# start of WORKING DATA

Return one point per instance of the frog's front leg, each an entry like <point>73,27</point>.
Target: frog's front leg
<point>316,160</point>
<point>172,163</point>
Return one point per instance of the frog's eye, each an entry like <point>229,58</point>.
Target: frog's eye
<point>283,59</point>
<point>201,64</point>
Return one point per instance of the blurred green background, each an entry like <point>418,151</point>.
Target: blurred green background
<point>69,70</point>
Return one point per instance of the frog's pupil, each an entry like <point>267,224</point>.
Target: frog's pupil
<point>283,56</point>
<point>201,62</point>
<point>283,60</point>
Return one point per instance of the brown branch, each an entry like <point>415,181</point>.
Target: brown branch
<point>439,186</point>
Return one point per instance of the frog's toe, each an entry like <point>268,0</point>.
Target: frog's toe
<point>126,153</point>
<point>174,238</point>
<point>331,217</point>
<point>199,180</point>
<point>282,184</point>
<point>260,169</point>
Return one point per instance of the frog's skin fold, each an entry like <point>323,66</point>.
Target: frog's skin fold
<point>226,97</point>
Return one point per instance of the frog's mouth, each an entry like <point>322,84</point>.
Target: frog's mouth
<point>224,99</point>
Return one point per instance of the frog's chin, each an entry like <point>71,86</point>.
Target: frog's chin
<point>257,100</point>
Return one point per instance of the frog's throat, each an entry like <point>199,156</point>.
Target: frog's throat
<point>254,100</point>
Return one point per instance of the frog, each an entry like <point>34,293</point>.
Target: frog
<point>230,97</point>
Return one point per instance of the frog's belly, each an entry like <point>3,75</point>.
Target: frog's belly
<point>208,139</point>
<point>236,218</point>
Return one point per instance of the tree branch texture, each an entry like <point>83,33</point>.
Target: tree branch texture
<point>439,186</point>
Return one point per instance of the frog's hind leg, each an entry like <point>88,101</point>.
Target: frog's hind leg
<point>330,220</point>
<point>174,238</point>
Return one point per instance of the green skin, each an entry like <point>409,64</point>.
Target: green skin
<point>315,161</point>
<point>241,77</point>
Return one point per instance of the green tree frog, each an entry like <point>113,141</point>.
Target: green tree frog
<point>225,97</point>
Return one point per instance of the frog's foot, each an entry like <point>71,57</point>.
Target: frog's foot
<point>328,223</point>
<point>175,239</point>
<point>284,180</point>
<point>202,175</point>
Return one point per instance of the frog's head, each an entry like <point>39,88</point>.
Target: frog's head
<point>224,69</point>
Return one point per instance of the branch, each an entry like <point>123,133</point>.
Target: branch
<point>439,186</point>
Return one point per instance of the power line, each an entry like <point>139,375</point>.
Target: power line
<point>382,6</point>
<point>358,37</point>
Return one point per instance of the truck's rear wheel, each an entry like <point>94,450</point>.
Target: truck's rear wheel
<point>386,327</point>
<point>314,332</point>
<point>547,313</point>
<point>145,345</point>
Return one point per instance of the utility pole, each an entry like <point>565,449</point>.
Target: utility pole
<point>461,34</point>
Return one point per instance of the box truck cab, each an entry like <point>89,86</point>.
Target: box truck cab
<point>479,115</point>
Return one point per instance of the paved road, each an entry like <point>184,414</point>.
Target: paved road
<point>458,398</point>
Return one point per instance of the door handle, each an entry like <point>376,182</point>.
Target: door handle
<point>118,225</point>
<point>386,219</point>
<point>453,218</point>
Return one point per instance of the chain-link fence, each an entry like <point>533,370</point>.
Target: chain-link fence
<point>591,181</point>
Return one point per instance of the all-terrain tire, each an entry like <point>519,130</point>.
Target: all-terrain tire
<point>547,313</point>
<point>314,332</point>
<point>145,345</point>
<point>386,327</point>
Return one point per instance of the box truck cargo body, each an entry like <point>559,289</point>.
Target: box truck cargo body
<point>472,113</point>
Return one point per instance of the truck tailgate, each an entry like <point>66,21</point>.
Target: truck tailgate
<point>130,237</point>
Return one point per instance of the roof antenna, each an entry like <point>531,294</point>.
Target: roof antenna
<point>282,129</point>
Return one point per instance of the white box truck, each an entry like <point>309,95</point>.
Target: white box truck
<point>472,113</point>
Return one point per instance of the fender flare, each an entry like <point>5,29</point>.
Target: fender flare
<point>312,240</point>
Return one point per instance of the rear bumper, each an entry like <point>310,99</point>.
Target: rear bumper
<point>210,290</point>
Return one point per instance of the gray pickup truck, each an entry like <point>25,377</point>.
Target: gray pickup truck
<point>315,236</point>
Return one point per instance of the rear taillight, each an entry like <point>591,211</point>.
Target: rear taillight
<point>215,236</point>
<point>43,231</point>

# end of WORKING DATA

EXERCISE AIM: Rewrite the records from the line containing "Return one point per instance of the truck's" through the line containing "<point>461,34</point>", keeping the requests as they are and shifting every answer coordinate up by 121. Leave the sample points inside the requests unchanged.

FINAL RESULT:
Return one point per instance of the truck's rear wheel, each an entry like <point>94,450</point>.
Target: truck's rear wheel
<point>507,448</point>
<point>435,453</point>
<point>668,434</point>
<point>266,466</point>
Return one point per instance of the utility pole, each an entry like <point>565,449</point>.
Target: utility pole
<point>582,155</point>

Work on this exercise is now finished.